> _WHAT THE TASK REQUIRES_: Among the records below, the line containing "Query: blue motorcycle" marks the start. Output it and all lines after it exactly.

> _DATA FOR THE TASK_:

* * *

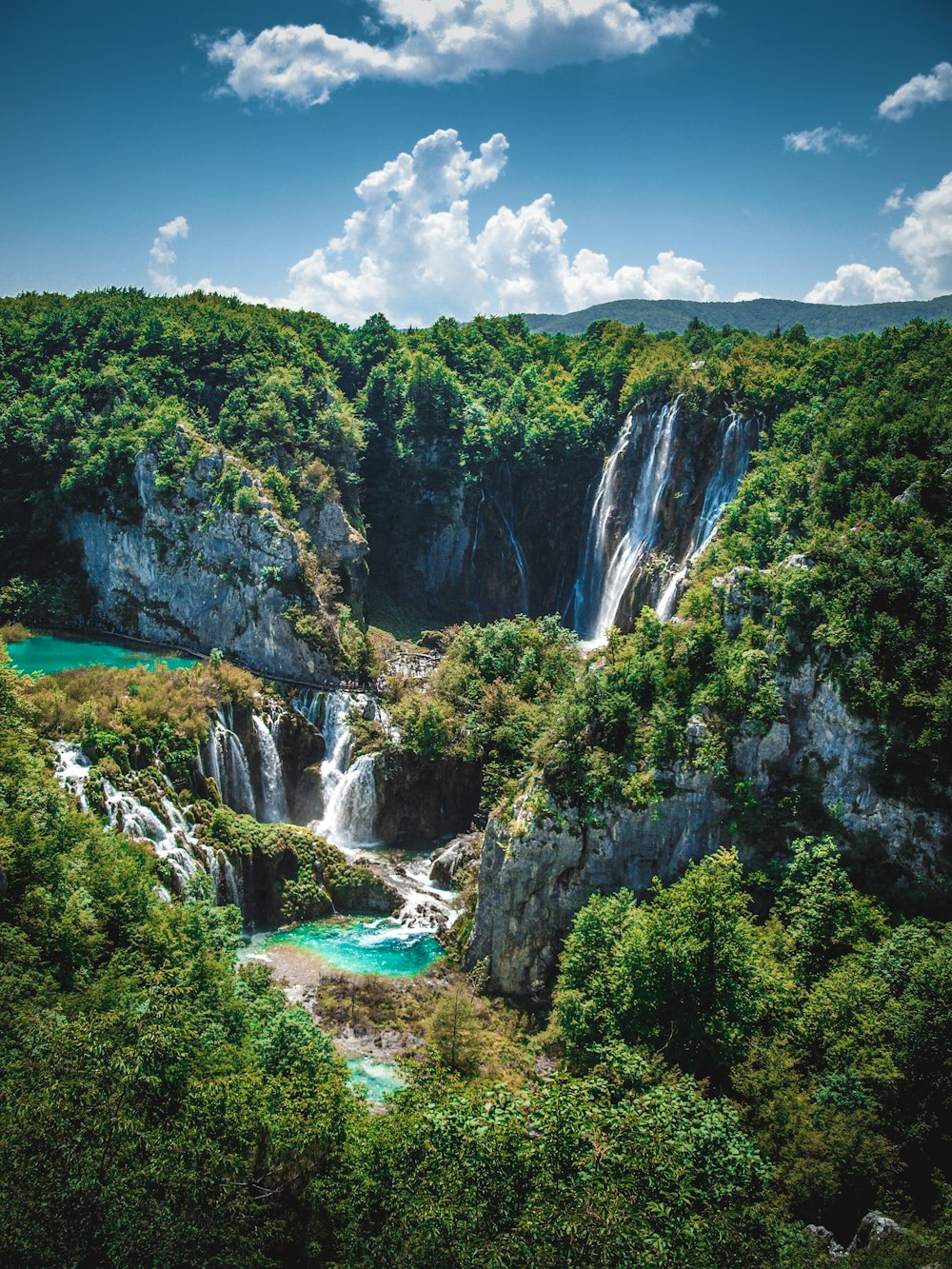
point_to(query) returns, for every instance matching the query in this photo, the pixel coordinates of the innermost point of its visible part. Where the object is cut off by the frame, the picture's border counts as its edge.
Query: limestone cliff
(185, 567)
(540, 867)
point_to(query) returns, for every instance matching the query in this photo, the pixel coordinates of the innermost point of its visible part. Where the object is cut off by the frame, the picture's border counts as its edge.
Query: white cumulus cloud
(409, 250)
(924, 237)
(821, 141)
(163, 256)
(444, 41)
(920, 90)
(861, 285)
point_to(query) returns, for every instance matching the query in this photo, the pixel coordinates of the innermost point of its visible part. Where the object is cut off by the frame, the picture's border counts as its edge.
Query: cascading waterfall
(642, 500)
(227, 762)
(171, 835)
(350, 812)
(518, 556)
(274, 803)
(516, 551)
(136, 820)
(349, 788)
(723, 488)
(605, 574)
(71, 769)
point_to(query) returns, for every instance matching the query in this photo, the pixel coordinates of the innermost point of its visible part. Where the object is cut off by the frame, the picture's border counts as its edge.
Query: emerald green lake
(357, 945)
(48, 654)
(377, 1078)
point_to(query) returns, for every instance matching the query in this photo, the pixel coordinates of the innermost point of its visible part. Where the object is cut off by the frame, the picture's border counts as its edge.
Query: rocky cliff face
(539, 869)
(506, 545)
(423, 799)
(190, 571)
(536, 872)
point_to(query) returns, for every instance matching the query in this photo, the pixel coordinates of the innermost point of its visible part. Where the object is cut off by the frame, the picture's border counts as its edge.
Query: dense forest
(723, 1060)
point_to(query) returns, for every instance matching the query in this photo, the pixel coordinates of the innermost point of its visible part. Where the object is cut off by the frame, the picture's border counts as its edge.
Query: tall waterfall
(274, 803)
(662, 492)
(349, 788)
(227, 762)
(517, 553)
(723, 488)
(605, 572)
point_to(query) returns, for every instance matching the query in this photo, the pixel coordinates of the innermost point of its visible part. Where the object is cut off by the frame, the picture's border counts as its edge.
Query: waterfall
(349, 788)
(512, 542)
(170, 842)
(658, 461)
(723, 488)
(228, 764)
(274, 803)
(171, 835)
(518, 556)
(228, 887)
(605, 574)
(71, 769)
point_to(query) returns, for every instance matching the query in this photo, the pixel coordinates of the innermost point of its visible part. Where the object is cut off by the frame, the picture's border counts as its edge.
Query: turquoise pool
(49, 654)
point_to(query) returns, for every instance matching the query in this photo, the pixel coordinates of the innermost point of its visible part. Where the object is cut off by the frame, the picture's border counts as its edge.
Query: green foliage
(491, 694)
(680, 974)
(311, 877)
(187, 1124)
(809, 1020)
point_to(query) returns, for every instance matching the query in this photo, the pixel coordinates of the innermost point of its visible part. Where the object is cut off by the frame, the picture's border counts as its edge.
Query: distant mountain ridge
(757, 315)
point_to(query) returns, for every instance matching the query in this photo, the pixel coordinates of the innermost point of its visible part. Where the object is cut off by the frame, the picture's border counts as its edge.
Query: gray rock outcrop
(539, 868)
(190, 571)
(536, 872)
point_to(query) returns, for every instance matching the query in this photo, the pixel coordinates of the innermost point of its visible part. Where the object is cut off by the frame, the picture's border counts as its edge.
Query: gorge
(552, 738)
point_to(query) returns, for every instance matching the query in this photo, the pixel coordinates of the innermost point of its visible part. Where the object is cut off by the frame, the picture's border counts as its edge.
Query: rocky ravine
(189, 571)
(539, 869)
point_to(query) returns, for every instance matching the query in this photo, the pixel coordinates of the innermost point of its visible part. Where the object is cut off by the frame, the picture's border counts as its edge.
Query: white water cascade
(723, 488)
(71, 769)
(227, 762)
(518, 556)
(605, 574)
(632, 509)
(136, 820)
(171, 835)
(274, 803)
(350, 811)
(349, 788)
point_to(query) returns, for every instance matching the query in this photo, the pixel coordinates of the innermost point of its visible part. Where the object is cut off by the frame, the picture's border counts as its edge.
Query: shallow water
(377, 1078)
(357, 945)
(48, 654)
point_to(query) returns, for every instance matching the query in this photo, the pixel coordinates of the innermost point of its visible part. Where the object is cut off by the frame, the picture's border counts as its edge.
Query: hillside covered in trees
(764, 315)
(746, 1036)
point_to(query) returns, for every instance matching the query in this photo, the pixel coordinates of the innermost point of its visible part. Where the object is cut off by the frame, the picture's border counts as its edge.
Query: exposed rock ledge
(189, 571)
(537, 871)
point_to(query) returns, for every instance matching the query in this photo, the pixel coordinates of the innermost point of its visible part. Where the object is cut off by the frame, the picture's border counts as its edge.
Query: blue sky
(624, 152)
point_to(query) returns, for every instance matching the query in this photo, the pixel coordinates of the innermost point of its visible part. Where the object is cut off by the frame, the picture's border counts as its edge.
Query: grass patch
(402, 621)
(14, 633)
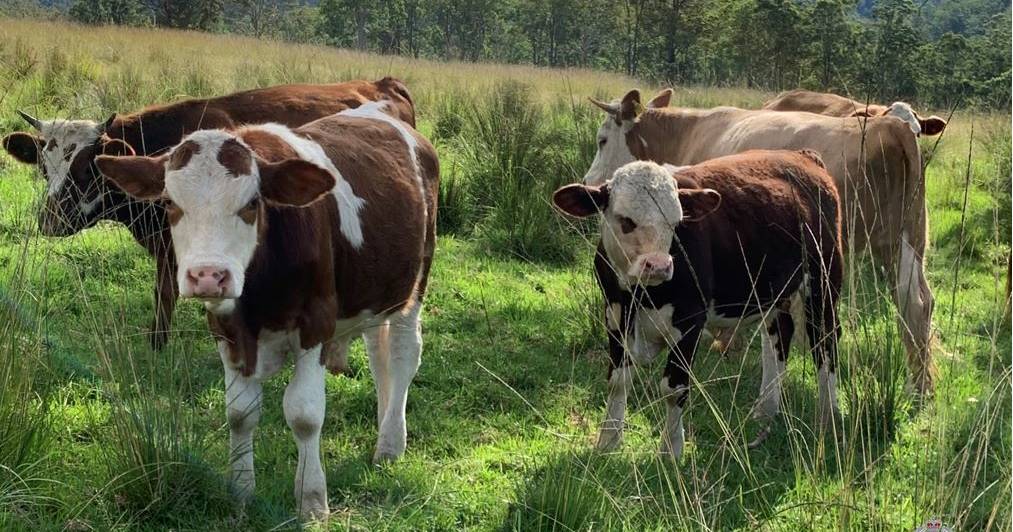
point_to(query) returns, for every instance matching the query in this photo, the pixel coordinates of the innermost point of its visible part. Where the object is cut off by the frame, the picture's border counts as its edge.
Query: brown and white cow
(835, 105)
(875, 163)
(681, 248)
(292, 237)
(77, 197)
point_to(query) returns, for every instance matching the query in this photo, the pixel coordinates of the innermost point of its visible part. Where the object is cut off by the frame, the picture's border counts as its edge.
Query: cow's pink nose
(657, 268)
(208, 281)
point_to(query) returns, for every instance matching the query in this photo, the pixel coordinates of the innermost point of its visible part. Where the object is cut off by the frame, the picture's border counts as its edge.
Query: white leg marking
(611, 433)
(405, 356)
(242, 407)
(304, 410)
(769, 401)
(674, 435)
(378, 347)
(828, 395)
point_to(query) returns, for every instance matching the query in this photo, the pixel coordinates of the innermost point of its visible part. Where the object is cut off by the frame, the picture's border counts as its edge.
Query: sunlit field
(99, 432)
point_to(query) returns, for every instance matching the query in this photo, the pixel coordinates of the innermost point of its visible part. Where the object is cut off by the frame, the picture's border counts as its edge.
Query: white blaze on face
(904, 111)
(613, 151)
(639, 223)
(211, 233)
(64, 140)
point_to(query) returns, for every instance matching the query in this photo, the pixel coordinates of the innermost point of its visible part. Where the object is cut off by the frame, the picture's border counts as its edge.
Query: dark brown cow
(729, 239)
(875, 163)
(77, 197)
(281, 272)
(835, 105)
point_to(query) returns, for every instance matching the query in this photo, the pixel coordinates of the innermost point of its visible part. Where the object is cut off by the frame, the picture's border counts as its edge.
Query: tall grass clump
(153, 460)
(24, 425)
(513, 154)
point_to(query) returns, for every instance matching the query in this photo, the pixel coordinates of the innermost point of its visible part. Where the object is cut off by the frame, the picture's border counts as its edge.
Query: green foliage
(122, 12)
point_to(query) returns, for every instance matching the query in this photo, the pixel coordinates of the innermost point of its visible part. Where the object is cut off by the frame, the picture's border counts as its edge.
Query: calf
(726, 240)
(291, 237)
(77, 197)
(835, 105)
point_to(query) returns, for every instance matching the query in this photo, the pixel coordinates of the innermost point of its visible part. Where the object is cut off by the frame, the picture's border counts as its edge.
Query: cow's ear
(660, 100)
(932, 125)
(23, 147)
(117, 148)
(630, 106)
(581, 201)
(293, 182)
(141, 177)
(698, 204)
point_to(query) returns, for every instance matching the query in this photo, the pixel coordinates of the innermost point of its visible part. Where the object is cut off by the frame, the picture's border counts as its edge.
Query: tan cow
(835, 105)
(875, 163)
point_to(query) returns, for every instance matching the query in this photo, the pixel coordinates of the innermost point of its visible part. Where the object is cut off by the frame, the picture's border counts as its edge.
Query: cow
(291, 237)
(77, 197)
(682, 248)
(835, 105)
(875, 163)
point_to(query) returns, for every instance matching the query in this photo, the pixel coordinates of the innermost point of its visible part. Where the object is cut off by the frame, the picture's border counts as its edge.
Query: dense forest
(940, 53)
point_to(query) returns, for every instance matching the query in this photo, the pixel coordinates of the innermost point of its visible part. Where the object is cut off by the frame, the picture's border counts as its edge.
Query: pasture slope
(97, 432)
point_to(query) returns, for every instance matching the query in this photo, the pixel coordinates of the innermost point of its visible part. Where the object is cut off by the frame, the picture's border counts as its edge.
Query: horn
(108, 124)
(33, 122)
(611, 108)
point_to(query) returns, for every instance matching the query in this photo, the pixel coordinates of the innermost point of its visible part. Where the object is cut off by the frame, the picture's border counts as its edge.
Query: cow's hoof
(157, 338)
(760, 439)
(609, 440)
(673, 444)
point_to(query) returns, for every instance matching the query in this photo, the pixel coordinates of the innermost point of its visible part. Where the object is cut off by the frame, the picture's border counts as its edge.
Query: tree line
(939, 53)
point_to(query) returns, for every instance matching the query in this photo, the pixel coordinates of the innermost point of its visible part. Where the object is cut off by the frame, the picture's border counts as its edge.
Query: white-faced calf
(726, 240)
(292, 237)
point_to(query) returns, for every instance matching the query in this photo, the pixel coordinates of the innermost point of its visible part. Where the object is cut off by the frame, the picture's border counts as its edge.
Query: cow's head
(641, 207)
(614, 139)
(66, 151)
(215, 190)
(919, 126)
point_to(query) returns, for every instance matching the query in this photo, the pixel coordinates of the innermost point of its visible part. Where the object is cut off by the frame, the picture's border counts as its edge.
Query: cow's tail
(913, 296)
(814, 156)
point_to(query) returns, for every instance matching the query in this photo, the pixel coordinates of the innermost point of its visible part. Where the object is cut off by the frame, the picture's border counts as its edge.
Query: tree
(123, 12)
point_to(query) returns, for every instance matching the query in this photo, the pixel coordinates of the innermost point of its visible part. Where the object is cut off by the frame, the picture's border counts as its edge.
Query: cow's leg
(304, 409)
(405, 355)
(242, 407)
(166, 290)
(778, 328)
(378, 347)
(620, 378)
(334, 355)
(824, 329)
(675, 388)
(915, 304)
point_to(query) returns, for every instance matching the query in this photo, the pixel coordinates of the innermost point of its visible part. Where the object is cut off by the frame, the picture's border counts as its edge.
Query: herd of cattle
(303, 216)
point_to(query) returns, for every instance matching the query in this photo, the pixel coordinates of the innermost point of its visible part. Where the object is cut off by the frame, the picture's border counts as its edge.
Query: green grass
(98, 432)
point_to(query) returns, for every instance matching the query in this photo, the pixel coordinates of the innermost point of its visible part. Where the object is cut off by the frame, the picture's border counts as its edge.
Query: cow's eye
(248, 212)
(172, 211)
(627, 225)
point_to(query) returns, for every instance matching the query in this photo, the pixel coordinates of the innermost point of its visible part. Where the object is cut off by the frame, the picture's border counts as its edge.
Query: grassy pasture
(97, 432)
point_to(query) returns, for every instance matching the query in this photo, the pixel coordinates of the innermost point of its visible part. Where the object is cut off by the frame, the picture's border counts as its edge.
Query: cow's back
(397, 181)
(158, 128)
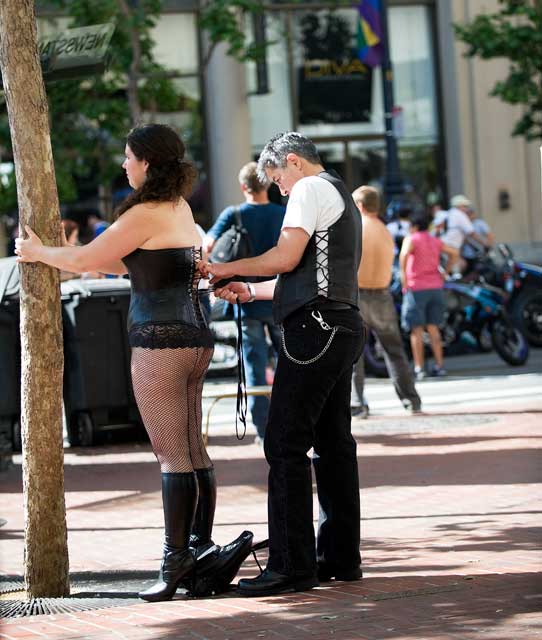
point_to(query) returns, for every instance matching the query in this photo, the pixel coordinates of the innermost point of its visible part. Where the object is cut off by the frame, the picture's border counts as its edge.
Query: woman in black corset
(155, 241)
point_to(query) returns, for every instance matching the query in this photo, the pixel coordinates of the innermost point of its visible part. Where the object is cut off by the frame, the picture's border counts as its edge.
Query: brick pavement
(450, 527)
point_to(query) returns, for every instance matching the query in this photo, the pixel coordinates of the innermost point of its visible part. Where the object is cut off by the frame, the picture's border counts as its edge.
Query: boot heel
(306, 583)
(176, 568)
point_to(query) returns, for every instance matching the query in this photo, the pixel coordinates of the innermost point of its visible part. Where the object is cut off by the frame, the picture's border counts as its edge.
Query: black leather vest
(299, 287)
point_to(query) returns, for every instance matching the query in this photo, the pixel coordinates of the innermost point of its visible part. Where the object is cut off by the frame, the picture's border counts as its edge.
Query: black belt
(328, 305)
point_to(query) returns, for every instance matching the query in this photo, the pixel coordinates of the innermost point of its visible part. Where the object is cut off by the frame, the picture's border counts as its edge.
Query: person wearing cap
(455, 226)
(472, 250)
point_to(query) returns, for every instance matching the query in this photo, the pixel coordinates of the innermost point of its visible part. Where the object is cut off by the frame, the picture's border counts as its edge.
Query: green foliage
(225, 21)
(515, 33)
(91, 116)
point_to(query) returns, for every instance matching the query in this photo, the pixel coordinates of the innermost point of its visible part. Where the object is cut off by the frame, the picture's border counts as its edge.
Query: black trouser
(310, 407)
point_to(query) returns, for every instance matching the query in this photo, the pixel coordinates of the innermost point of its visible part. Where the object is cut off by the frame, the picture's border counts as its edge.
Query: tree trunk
(46, 551)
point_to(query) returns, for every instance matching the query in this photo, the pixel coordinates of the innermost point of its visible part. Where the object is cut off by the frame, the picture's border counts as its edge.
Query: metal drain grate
(89, 591)
(47, 606)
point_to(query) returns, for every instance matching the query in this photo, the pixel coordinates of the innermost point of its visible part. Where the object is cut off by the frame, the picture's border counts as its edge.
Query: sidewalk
(450, 537)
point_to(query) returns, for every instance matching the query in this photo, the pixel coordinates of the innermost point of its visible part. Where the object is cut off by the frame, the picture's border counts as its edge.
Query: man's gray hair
(275, 151)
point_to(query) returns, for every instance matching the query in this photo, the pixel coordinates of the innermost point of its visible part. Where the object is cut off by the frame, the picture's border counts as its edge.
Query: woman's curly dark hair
(169, 176)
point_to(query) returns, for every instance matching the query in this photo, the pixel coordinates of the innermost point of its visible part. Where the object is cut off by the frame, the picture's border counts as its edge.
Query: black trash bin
(97, 383)
(97, 386)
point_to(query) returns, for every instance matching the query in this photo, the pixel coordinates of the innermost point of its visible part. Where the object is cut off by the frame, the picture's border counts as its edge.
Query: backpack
(233, 244)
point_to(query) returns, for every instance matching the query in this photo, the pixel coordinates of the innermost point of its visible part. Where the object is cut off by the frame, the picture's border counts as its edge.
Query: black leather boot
(216, 568)
(180, 498)
(200, 538)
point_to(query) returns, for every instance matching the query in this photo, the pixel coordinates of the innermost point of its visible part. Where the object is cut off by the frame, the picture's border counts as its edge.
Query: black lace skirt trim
(170, 336)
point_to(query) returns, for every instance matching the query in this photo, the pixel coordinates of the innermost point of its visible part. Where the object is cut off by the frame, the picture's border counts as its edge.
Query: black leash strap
(242, 400)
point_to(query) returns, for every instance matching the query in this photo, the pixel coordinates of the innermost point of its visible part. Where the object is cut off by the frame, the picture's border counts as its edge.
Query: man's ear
(294, 159)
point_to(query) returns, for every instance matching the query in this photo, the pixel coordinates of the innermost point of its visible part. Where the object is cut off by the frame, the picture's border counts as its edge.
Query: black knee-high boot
(180, 498)
(202, 529)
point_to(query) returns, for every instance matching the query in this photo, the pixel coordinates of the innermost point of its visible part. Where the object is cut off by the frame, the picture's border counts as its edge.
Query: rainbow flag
(370, 49)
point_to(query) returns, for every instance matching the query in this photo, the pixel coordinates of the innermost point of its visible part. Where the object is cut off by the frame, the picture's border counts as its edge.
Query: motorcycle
(479, 309)
(522, 283)
(476, 310)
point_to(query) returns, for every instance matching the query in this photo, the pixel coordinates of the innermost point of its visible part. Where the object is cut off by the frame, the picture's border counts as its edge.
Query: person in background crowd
(472, 250)
(423, 297)
(263, 221)
(454, 226)
(376, 303)
(400, 227)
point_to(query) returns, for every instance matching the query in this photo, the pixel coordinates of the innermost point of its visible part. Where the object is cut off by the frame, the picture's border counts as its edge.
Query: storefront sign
(75, 52)
(333, 91)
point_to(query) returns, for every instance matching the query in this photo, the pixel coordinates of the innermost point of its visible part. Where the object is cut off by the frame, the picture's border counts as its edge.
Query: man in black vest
(316, 303)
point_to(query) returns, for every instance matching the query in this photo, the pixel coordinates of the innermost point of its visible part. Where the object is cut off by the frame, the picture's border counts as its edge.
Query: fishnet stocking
(167, 387)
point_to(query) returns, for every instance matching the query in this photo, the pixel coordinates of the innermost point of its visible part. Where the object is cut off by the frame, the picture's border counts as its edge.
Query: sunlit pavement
(451, 505)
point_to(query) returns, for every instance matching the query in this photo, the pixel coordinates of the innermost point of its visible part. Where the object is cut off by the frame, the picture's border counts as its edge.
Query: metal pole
(393, 181)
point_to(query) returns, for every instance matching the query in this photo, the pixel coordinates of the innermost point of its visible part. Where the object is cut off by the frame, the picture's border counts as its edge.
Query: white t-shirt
(314, 205)
(459, 227)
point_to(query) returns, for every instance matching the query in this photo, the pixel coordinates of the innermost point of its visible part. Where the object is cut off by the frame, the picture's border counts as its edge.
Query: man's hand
(233, 292)
(27, 249)
(216, 270)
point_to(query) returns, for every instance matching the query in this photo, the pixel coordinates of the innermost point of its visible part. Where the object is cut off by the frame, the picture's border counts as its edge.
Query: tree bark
(46, 551)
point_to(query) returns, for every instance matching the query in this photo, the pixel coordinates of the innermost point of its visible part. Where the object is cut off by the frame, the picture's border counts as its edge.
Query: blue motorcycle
(480, 310)
(476, 310)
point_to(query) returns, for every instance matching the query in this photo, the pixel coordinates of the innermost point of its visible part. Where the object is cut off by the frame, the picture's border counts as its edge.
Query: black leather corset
(165, 310)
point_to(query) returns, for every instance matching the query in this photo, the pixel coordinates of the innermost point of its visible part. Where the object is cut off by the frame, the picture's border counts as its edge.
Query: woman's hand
(28, 249)
(233, 292)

* * *

> _RESULT OF THE TASK_:
Query: blue motorcycle
(480, 310)
(476, 310)
point_to(query) returns, for every instance matching the query in this photo, the pixel coordinates of the innermost point of its visible part. Where the object is cut off by the frame, the picture's border counts as its edge.
Query: black leather corset
(165, 310)
point_to(query) returns, for every instance matching the query in this photo, the pixel coordinates of the innermost point of its visible part. Where the object is cut off by the frame, the picture's border counts as its edge.
Query: woman's hand
(28, 249)
(233, 292)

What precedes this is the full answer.